** Opening SOURCE TEXT block **

Detective Joe Angarone and Bela placed seventh overall in the 2016 United States Police Canine Association National Scent Trial June 13-15 in Philadelphia.

Bela circled around five vehicles with her handler, Detective Joe Angarone of the Mercer County Prosecutor’s Office. Two of them had drugs hidden somewhere in the exterior of the vehicle; it was the Belgian Malinois’s job to find them. She sniffed and sniffed until she found a packet stashed away in the crease of a door.

“One more,” thought Anagarone, and after barely a cursory sniff of the fourth vehicle, Bela darted, pulling Angarone to the fifth car and indicating a hide in the front headlight quarter panel. Then, the judges called time.

It wasn’t a warrant search or a vehicle stop—it was a competition. Bela and Anagarone competed in the 2016 United States Police Canine Association National Scent Trial June 13-15 in Philadelphia, and the pair placed seventh overall out of 38 teams with a score on 196 out of 200 possible points. In addition to the car search, they also did a room search, where Bela was tasked with finding hides in both high and low cabinets in a rectangular room. She reached the upper-level cabinets by keeping her back legs on the floor and putting her front legs onto the countertop. At one point, she also jumped up onto the countertop, too.

** Closing SOURCE TEXT block **
** Opening SUPPLIED ENTRIES block **

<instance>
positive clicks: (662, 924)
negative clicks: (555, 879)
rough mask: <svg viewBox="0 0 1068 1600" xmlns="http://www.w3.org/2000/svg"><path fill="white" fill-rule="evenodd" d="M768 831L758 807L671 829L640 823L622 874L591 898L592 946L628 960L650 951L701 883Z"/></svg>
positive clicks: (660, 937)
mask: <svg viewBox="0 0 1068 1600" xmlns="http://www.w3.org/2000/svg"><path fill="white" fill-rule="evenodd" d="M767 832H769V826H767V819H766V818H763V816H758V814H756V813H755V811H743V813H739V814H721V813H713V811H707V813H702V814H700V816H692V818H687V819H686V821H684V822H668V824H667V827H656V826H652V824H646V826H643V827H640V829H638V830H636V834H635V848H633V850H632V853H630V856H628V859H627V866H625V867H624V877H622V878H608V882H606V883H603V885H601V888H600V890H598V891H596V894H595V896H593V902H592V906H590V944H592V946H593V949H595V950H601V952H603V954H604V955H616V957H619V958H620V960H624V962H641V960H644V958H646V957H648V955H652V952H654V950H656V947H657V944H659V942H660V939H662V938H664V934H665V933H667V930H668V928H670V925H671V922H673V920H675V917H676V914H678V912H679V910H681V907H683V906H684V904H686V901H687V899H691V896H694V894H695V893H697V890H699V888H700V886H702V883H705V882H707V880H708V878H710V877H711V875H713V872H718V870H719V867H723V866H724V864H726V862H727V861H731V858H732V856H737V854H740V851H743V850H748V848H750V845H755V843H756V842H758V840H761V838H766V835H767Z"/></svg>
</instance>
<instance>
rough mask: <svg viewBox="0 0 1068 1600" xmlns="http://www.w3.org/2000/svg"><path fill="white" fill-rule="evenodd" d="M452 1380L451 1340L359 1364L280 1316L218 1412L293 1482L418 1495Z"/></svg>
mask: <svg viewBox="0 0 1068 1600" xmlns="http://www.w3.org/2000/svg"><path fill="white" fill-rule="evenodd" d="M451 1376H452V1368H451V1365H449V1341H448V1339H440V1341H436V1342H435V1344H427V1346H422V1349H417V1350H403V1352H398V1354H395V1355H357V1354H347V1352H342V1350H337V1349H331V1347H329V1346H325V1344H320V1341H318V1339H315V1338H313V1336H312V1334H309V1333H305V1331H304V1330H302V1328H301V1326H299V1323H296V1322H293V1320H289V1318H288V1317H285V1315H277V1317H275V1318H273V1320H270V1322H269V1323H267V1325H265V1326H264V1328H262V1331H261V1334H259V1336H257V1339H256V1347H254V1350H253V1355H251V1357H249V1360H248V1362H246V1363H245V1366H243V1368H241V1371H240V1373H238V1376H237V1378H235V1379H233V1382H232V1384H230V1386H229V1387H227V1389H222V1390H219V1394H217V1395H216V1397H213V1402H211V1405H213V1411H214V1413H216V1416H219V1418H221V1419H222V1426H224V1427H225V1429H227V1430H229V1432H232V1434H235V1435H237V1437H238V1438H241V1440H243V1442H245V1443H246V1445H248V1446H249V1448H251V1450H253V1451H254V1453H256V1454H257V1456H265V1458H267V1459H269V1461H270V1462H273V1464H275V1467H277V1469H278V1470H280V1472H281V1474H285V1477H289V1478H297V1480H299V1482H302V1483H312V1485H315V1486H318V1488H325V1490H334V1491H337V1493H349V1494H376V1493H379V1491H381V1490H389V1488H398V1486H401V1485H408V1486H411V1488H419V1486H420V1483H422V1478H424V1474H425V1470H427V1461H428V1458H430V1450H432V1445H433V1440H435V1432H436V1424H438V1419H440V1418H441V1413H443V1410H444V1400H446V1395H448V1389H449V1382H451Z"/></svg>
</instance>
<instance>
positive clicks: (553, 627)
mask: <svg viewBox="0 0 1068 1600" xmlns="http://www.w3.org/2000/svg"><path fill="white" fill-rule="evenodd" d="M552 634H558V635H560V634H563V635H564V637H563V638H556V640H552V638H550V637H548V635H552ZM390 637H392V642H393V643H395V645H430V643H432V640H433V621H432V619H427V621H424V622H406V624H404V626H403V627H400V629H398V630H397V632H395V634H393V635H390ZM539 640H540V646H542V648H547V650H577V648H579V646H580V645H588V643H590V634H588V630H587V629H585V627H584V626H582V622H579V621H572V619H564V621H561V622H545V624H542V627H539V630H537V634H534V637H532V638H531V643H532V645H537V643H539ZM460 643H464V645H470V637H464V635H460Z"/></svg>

** Closing SUPPLIED ENTRIES block **

Reproduce verbatim the portion of the article on Bela's scent trial that starts with the words containing "Bela circled around" and ends with "crease of a door.". Rely only on the article about Bela and Detective Angarone for what comes next.

Bela circled around five vehicles with her handler, Detective Joe Angarone of the Mercer County Prosecutor’s Office. Two of them had drugs hidden somewhere in the exterior of the vehicle; it was the Belgian Malinois’s job to find them. She sniffed and sniffed until she found a packet stashed away in the crease of a door.